(Pointing records)
┄┄┄┄┄┄

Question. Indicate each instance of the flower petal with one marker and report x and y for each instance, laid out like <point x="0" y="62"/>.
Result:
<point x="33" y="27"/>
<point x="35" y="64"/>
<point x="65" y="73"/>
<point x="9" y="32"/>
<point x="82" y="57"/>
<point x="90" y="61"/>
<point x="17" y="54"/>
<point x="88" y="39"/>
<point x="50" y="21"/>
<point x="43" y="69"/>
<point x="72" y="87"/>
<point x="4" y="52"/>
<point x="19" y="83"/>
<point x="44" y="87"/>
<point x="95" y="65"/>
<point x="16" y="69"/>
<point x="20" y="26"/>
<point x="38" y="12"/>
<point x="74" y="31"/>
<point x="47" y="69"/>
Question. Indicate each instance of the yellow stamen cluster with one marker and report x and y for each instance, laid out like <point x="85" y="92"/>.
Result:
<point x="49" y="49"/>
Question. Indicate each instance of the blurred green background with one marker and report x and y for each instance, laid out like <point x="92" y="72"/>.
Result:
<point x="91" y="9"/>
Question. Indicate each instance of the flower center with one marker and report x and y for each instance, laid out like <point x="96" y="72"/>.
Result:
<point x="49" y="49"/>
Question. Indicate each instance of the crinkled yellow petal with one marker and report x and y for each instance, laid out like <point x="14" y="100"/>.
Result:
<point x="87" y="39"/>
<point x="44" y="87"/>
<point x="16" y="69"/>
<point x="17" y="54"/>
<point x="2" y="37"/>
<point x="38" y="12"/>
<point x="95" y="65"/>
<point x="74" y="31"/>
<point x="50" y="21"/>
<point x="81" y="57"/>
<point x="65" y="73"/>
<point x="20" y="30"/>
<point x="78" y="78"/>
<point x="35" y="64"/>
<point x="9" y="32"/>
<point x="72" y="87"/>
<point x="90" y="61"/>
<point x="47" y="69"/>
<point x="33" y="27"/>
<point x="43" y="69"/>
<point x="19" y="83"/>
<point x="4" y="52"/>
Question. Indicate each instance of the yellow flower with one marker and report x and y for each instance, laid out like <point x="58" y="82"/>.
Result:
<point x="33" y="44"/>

┄┄┄┄┄┄

* _PROBLEM_
Please repeat the listing exactly, with nothing left out.

* _TASK ANSWER_
Question. Indicate each instance of the flower petal with one marker and report x and y for each instance, laid out like <point x="0" y="62"/>.
Result:
<point x="33" y="27"/>
<point x="35" y="64"/>
<point x="65" y="73"/>
<point x="9" y="32"/>
<point x="82" y="57"/>
<point x="90" y="61"/>
<point x="17" y="54"/>
<point x="88" y="39"/>
<point x="50" y="21"/>
<point x="43" y="69"/>
<point x="72" y="87"/>
<point x="4" y="52"/>
<point x="19" y="83"/>
<point x="44" y="87"/>
<point x="95" y="65"/>
<point x="16" y="69"/>
<point x="20" y="26"/>
<point x="38" y="12"/>
<point x="74" y="31"/>
<point x="47" y="69"/>
Question. Indicate each instance of the yellow stamen cluster with one marker and report x and y for each instance, laid out like <point x="85" y="92"/>.
Result:
<point x="49" y="49"/>
Question. Indicate each instance of the blurred green background with one marker and report x and y for each instance, laid out like <point x="92" y="72"/>.
Result:
<point x="91" y="9"/>
Question. Indicate each instance of the flower center with one marker and report x and y for each instance, laid out like <point x="96" y="72"/>.
Result:
<point x="49" y="49"/>
Question. Indicate each instance of the crinkled yellow petal with one marker and report x and y for each instance, laid out like <point x="14" y="100"/>.
Result:
<point x="87" y="39"/>
<point x="44" y="87"/>
<point x="16" y="69"/>
<point x="17" y="54"/>
<point x="2" y="37"/>
<point x="38" y="12"/>
<point x="95" y="65"/>
<point x="74" y="31"/>
<point x="50" y="21"/>
<point x="81" y="57"/>
<point x="65" y="73"/>
<point x="20" y="30"/>
<point x="78" y="78"/>
<point x="35" y="64"/>
<point x="9" y="32"/>
<point x="72" y="87"/>
<point x="90" y="61"/>
<point x="47" y="69"/>
<point x="33" y="27"/>
<point x="43" y="69"/>
<point x="19" y="83"/>
<point x="4" y="52"/>
Question. Indicate each instance of the yellow flower with one marker and report x and y for each instance, laid out like <point x="58" y="82"/>.
Result:
<point x="33" y="44"/>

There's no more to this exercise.